## Set exercise:
From the line that holds "Indicate the yellow road" to the last line of the data, copy everything exactly; leave out all the rest.

## Data for the task:
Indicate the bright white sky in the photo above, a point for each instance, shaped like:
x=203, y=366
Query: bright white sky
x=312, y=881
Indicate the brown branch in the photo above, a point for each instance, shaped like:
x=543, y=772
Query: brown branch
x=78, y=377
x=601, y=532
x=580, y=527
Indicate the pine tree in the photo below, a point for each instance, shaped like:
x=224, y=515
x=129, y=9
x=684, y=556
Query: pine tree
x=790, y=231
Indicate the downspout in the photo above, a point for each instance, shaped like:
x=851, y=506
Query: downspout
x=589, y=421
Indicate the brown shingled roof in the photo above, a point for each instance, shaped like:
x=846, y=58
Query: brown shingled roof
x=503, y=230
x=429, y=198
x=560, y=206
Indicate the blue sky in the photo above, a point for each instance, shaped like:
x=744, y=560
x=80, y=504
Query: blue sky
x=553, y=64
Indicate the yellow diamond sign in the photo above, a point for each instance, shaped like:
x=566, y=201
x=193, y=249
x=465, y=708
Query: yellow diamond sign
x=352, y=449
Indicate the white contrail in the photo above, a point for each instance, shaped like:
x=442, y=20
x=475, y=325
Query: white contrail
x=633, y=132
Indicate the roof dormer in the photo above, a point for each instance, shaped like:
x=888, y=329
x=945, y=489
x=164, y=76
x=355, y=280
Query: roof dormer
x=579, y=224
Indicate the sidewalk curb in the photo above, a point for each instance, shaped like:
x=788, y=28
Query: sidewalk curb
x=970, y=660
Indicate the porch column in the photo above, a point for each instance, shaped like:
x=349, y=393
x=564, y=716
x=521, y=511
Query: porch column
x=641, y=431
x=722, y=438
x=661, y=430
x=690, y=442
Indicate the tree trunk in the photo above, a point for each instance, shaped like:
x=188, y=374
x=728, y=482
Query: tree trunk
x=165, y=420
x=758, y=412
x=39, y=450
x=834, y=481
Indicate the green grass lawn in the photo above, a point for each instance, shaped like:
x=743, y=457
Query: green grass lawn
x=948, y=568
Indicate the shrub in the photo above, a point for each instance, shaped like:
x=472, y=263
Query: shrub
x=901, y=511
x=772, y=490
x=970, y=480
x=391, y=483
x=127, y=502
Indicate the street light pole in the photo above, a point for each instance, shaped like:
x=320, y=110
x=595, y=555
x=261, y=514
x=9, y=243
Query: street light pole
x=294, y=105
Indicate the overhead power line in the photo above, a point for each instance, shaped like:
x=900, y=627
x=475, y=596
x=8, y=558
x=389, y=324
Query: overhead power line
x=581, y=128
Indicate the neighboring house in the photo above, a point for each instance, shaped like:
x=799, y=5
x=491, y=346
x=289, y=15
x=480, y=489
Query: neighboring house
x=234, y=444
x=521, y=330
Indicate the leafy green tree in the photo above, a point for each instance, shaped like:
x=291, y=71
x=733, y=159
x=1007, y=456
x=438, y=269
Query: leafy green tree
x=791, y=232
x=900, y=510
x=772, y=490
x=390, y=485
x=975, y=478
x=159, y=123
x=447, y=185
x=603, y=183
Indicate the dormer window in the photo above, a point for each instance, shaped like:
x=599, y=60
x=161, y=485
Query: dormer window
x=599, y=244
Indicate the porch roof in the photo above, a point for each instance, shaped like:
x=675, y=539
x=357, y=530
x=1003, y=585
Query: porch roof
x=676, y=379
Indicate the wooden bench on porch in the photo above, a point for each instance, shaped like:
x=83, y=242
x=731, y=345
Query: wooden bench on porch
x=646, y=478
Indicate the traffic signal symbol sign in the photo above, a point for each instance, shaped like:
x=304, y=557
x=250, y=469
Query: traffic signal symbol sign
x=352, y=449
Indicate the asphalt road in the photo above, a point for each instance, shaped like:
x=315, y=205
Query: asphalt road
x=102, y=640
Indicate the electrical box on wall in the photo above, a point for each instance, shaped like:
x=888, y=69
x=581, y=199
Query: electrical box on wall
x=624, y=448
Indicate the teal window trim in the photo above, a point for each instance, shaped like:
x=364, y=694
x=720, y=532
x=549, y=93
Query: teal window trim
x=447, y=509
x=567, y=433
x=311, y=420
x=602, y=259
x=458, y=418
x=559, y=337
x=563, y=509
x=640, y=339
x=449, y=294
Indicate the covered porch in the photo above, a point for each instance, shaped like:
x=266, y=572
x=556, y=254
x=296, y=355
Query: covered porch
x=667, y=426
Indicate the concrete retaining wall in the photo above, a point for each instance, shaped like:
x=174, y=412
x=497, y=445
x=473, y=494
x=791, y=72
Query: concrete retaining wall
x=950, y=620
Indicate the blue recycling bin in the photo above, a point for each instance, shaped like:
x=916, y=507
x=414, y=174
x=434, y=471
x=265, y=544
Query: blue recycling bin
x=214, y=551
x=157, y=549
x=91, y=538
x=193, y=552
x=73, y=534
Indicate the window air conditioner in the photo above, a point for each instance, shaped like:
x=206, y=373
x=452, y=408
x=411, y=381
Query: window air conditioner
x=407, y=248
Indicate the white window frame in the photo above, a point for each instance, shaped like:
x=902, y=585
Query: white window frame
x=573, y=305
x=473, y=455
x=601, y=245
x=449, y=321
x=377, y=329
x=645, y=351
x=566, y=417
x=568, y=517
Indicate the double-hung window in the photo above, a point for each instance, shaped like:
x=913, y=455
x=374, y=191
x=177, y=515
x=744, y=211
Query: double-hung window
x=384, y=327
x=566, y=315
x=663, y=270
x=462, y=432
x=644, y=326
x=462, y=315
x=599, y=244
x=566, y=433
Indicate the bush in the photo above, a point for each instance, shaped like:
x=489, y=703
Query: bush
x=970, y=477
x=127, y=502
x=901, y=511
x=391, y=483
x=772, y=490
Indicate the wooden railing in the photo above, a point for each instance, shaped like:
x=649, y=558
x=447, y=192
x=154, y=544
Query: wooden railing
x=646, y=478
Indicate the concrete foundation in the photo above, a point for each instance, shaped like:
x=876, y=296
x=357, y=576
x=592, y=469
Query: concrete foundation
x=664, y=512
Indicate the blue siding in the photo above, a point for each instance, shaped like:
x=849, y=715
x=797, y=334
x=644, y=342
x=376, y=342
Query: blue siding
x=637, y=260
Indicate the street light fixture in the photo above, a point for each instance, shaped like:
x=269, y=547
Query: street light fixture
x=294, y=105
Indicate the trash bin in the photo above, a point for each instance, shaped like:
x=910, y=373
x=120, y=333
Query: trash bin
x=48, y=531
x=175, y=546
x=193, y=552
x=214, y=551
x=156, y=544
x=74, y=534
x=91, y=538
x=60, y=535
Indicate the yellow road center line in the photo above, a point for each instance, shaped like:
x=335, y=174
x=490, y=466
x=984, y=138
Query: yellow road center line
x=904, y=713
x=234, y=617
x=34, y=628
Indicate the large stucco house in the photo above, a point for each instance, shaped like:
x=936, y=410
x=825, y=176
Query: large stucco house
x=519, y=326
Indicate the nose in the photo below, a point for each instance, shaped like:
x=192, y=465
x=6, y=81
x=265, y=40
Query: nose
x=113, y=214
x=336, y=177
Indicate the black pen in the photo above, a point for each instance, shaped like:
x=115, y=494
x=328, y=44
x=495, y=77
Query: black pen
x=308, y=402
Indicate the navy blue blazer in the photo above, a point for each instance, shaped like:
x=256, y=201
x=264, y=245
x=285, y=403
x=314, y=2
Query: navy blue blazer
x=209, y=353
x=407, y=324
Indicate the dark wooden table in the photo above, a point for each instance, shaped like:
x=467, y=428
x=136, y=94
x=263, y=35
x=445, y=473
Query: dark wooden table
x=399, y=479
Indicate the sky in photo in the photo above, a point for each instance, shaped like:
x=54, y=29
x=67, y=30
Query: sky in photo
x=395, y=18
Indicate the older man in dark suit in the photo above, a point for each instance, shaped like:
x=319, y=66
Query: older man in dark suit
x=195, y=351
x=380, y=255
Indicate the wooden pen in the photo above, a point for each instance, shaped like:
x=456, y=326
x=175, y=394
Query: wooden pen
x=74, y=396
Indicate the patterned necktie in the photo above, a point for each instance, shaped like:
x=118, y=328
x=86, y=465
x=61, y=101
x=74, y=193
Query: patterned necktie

## Reply to the exercise:
Indicate the yellow road center line in the photo above, a point for each instance, shaped like:
x=335, y=174
x=490, y=466
x=984, y=138
Query: yellow road center line
x=904, y=713
x=234, y=617
x=34, y=628
Indicate the large stucco house in the photo above, a point for each instance, shaped like:
x=936, y=410
x=825, y=176
Query: large stucco house
x=519, y=326
Indicate the nose in the photo below, a point for each instance, shaped like:
x=192, y=465
x=6, y=81
x=265, y=40
Query: nose
x=113, y=214
x=336, y=177
Indicate the black pen in the photo above, a point for each instance, shaped like:
x=115, y=494
x=328, y=44
x=495, y=77
Query: black pen
x=308, y=402
Indicate the navy blue blazer in the photo above, a point for each instance, shaped like:
x=256, y=201
x=264, y=245
x=285, y=403
x=314, y=2
Query: navy blue blazer
x=209, y=353
x=407, y=324
Indicate the dark wooden table in the photo above, a point for each instance, shaped like:
x=467, y=428
x=136, y=94
x=263, y=35
x=445, y=473
Query: dark wooden table
x=399, y=479
Indicate the sky in photo in the photo above, a point for each instance, shaped like:
x=54, y=29
x=67, y=30
Query: sky in photo
x=395, y=18
Indicate the older man in dark suit in the photo above, a point for each instance, shaped like:
x=319, y=66
Query: older man in dark suit
x=195, y=351
x=380, y=255
Indicate the wooden pen in the photo above, a point for each instance, shaped like:
x=456, y=326
x=175, y=394
Query: wooden pen
x=74, y=396
Indicate the patterned necktie in the photo above, a point for each instance, shaped like:
x=118, y=328
x=86, y=465
x=61, y=101
x=74, y=193
Query: patterned necktie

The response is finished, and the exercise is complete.